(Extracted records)

# # # # # # #

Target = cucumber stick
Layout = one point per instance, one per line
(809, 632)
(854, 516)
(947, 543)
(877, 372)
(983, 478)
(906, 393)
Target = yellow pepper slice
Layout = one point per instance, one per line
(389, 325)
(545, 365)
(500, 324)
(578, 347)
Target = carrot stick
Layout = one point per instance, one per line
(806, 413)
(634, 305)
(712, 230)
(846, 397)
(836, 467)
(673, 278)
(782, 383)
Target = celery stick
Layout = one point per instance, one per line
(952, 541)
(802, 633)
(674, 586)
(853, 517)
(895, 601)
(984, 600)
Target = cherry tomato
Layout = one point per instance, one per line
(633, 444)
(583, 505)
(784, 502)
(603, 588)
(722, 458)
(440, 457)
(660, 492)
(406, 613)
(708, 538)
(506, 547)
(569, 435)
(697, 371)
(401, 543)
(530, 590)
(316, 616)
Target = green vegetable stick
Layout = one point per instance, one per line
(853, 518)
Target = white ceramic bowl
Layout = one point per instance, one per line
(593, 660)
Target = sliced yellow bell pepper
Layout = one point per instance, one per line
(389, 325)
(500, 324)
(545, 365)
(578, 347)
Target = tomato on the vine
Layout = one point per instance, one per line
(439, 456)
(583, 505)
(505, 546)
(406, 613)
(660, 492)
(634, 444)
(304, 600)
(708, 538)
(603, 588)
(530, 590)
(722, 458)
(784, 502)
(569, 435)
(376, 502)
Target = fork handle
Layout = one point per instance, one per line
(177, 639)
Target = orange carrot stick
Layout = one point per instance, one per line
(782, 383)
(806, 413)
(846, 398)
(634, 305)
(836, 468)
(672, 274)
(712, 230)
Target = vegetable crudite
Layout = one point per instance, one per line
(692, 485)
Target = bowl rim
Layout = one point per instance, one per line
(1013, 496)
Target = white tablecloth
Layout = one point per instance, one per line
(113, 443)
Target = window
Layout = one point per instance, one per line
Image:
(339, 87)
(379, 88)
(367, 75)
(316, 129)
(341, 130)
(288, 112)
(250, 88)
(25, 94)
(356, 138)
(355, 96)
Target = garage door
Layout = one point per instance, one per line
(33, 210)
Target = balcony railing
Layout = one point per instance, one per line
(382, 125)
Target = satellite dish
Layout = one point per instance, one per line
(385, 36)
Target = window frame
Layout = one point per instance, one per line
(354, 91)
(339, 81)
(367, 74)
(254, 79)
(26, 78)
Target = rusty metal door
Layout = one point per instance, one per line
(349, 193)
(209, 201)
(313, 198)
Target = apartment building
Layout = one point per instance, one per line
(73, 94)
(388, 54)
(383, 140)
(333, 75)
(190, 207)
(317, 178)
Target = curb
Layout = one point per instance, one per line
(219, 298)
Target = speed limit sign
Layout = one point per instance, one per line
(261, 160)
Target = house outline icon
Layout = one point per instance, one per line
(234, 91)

# # # # # # #

**Given instruction**
Can you render the lines of the listing as a Markdown table, from the line containing "Target = speed limit sign" through the end of the listing, with a "No." column for the row number and an "Entry" column for the line, leaving out any blank lines?

**Exercise response**
| No. | Entry |
|---|---|
| 1 | Target = speed limit sign |
| 2 | Layout = one point per instance, one per line |
| 3 | (261, 160) |
| 4 | Target = house outline icon |
| 5 | Layout = one point per instance, one per line |
| 6 | (234, 91) |